__About this exercise__
Please give only the number of lines in the listing below that contain "metal".

__Records for this task__
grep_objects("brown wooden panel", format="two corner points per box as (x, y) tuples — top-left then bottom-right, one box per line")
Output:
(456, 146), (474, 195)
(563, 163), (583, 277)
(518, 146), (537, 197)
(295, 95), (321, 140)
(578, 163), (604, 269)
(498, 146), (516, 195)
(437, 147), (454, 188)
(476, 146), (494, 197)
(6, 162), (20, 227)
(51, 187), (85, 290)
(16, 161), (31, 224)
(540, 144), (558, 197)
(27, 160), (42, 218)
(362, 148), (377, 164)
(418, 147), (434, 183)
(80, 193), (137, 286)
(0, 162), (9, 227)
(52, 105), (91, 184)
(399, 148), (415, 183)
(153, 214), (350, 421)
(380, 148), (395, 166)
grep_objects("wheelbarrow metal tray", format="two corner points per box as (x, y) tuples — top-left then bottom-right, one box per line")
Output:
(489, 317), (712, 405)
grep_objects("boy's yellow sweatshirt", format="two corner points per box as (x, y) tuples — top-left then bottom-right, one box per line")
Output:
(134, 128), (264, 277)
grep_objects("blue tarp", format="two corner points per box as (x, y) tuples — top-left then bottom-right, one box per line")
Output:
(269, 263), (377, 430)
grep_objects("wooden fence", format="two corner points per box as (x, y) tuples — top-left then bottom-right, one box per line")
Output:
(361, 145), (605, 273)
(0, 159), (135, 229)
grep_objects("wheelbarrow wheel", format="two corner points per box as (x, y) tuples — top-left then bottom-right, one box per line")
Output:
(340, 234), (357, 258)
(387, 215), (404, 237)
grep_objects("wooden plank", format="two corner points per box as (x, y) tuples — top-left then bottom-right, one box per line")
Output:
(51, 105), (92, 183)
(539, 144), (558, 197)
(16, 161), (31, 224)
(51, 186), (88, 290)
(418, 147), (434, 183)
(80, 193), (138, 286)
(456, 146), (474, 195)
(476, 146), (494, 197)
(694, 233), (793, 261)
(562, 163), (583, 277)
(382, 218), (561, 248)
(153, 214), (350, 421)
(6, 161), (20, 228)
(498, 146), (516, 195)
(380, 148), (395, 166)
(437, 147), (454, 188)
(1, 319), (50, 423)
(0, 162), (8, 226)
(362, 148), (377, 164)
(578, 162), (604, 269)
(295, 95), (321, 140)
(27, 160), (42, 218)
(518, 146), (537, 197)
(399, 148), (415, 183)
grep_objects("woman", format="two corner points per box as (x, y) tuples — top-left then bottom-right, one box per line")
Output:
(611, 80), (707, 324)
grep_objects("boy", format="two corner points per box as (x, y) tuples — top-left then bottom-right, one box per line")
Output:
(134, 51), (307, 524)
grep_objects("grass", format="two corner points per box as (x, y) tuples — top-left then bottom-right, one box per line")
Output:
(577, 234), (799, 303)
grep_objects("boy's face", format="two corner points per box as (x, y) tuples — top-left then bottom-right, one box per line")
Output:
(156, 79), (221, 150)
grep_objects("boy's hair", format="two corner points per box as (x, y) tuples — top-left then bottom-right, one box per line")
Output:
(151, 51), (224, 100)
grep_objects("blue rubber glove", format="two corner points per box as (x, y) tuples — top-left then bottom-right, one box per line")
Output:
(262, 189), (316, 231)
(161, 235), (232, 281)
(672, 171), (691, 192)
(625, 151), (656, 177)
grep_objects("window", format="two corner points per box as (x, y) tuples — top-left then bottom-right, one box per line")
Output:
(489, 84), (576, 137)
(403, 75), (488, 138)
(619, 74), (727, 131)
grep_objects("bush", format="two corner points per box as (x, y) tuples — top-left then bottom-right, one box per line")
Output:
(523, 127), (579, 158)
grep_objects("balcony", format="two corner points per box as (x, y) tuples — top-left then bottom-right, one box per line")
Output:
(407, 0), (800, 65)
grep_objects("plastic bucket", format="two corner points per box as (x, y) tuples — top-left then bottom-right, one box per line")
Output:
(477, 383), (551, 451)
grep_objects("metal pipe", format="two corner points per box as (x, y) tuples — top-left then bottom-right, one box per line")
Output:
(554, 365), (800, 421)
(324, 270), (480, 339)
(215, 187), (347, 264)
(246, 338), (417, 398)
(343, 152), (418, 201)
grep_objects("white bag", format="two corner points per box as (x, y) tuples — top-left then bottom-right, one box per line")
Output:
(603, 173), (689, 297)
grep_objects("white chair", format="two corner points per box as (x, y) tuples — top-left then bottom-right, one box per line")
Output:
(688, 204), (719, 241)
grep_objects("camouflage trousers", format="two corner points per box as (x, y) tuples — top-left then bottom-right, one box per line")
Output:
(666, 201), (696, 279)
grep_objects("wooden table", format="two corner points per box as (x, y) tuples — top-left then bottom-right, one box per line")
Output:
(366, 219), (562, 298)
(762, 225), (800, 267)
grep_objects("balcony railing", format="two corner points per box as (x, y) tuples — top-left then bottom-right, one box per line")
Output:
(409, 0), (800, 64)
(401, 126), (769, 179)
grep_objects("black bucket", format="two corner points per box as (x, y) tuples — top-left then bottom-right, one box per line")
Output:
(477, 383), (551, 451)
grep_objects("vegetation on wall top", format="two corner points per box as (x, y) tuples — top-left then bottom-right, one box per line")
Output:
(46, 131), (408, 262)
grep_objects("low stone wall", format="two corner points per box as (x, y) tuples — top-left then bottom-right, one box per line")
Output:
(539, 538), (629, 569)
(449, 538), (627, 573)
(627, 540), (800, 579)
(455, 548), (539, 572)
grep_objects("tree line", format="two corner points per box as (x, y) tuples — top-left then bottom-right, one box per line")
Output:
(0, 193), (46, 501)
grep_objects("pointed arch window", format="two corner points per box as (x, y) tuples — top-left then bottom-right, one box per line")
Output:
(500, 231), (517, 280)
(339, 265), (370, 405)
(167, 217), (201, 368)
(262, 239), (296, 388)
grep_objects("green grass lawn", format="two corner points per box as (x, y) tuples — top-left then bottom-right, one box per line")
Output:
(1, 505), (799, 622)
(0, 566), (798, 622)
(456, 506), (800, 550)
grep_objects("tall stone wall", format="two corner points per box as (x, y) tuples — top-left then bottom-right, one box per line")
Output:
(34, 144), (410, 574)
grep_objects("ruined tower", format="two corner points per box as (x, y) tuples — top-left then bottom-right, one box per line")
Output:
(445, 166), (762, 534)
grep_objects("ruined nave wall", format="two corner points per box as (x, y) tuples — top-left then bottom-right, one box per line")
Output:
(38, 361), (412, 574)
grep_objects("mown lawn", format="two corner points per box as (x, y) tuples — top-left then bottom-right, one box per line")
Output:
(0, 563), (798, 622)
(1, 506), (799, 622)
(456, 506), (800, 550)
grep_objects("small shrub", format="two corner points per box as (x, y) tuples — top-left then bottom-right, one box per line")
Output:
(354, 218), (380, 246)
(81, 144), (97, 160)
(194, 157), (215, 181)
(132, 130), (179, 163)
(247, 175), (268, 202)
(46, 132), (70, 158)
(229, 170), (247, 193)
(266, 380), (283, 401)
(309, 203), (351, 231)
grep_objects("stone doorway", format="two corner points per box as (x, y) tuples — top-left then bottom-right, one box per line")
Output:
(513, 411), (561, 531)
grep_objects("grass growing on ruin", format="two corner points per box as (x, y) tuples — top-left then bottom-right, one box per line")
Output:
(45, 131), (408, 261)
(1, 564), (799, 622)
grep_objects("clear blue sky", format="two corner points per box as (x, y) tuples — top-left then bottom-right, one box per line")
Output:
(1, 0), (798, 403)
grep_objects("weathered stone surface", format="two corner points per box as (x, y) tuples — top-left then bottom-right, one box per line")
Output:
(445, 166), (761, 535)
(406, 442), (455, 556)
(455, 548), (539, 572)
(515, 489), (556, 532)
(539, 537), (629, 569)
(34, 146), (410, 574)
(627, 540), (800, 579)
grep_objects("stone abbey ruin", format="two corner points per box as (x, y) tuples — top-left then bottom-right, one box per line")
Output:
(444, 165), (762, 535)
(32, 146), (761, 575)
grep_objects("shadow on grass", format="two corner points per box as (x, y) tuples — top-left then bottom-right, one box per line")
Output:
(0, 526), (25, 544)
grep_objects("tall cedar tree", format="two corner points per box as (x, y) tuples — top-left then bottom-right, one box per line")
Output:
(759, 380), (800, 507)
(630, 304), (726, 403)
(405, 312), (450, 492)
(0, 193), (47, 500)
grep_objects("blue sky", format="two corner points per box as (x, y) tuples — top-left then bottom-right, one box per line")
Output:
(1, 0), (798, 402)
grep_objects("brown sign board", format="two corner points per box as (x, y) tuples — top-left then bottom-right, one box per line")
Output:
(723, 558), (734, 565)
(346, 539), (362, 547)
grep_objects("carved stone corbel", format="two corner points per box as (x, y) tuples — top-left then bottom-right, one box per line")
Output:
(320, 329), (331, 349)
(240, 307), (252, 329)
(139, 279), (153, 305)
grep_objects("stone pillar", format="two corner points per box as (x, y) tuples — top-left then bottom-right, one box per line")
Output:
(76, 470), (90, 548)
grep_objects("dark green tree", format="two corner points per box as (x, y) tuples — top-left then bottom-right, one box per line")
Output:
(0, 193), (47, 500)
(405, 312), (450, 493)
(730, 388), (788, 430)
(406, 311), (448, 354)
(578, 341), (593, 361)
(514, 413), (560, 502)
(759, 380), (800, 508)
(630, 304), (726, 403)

__Task result__
2